DATA RECORDS —
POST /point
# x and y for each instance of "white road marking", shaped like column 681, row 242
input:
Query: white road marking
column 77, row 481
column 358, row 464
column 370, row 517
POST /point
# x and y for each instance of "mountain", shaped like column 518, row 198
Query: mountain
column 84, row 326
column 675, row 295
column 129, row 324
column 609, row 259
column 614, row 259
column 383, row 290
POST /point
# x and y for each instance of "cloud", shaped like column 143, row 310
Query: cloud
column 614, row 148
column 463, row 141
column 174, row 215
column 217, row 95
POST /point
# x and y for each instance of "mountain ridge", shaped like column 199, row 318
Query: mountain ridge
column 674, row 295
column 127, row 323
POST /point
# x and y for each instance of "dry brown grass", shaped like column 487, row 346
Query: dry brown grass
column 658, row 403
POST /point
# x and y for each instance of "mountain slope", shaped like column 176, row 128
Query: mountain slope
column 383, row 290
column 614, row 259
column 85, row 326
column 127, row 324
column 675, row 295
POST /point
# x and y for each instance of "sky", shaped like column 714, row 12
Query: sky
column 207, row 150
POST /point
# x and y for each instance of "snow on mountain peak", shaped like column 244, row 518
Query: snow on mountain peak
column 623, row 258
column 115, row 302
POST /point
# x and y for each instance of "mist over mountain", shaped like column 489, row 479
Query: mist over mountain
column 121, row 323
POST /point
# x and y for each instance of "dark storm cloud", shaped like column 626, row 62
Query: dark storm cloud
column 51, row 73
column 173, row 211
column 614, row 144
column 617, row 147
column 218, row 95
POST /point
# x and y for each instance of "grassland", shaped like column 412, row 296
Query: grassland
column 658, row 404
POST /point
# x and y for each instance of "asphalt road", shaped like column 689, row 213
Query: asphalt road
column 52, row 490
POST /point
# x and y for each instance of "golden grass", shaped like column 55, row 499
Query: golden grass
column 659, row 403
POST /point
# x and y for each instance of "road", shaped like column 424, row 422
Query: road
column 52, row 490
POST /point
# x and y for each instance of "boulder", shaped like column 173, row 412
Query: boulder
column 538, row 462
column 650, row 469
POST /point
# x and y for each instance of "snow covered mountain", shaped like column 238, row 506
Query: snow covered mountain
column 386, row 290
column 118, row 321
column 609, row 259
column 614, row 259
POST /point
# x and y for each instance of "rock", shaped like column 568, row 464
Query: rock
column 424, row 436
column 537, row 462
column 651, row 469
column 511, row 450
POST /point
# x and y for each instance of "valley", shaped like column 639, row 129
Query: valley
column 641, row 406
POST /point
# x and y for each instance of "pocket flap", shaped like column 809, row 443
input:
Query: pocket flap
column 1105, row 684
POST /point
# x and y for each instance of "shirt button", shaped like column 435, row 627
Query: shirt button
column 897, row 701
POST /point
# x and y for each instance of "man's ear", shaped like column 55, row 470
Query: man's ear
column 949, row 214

PROBLEM DESCRIPTION —
Transcribe the full set of records precisely.

SOLUTION FOR THIS PROBLEM —
POST /point
# x and y for each instance of "white road marking", shaped like column 681, row 242
input:
Query: white road marking
column 77, row 481
column 358, row 464
column 370, row 517
POST /point
# x and y for each instance of "mountain", shaped like column 518, row 198
Query: mountain
column 84, row 326
column 675, row 295
column 129, row 324
column 609, row 259
column 614, row 259
column 383, row 290
POST /point
# x and y for each instance of "cloud", shaped like column 143, row 310
Query: cloud
column 614, row 148
column 463, row 141
column 174, row 215
column 217, row 95
POST /point
# x and y for each instance of "mountain ridge", shaped like column 199, row 318
Query: mountain ridge
column 674, row 295
column 127, row 323
POST /point
# x and y for each instance of "dry brown grass", shaped like column 487, row 346
Query: dry brown grass
column 658, row 403
POST /point
# x and y for each instance of "mountain slope", shaped like column 176, row 128
Query: mountain slope
column 383, row 290
column 614, row 259
column 85, row 326
column 127, row 324
column 675, row 295
POST /point
# x and y for each instance of "sky", shaped like column 714, row 12
Query: sky
column 207, row 150
POST /point
# x and y for each instance of "snow on mountain peak", shaped like column 244, row 518
Query: snow on mountain peak
column 623, row 258
column 115, row 302
POST /point
# x and y for each instance of "mist over mountain", shaped like column 489, row 479
Query: mist over mountain
column 121, row 323
POST /point
# x and y for each instance of "dark storm cloud", shaped like column 626, row 62
Query: dark storm cloud
column 51, row 73
column 173, row 211
column 614, row 144
column 617, row 147
column 218, row 95
POST /point
# x and y for each instance of "grassland", shaped like column 412, row 296
Query: grassland
column 658, row 404
POST /point
# x and y for each instance of "asphalt road", shaped like column 689, row 213
Query: asphalt road
column 52, row 490
POST /point
# x and y for each instance of "golden grass", shaped like column 55, row 499
Query: golden grass
column 659, row 403
POST /point
# x and y for each instance of "road", shaped like column 424, row 422
Query: road
column 52, row 490
POST /point
# x and y for each instance of "boulder", shaped like column 173, row 412
Query: boulder
column 538, row 462
column 650, row 469
POST /point
# x and y for each instance of "snow covered mountain", shaped like column 238, row 506
Query: snow covered mountain
column 386, row 290
column 118, row 321
column 609, row 259
column 614, row 259
POST /point
# x and y for each instance of "rock", shaped like column 568, row 464
Query: rock
column 424, row 436
column 537, row 462
column 651, row 469
column 511, row 450
POST /point
# x and y for each instance of "valley", shaped like column 639, row 129
Query: valley
column 641, row 406
POST /point
# x and y for each instance of "pocket flap", shaped like column 809, row 443
input:
Query: pocket flap
column 1105, row 684
POST /point
# x and y for each instance of "shirt button", shaped like column 435, row 627
Query: shirt button
column 897, row 701
POST /point
# x and y for each instance of "man's ear", shaped like column 55, row 470
Query: man's ear
column 949, row 214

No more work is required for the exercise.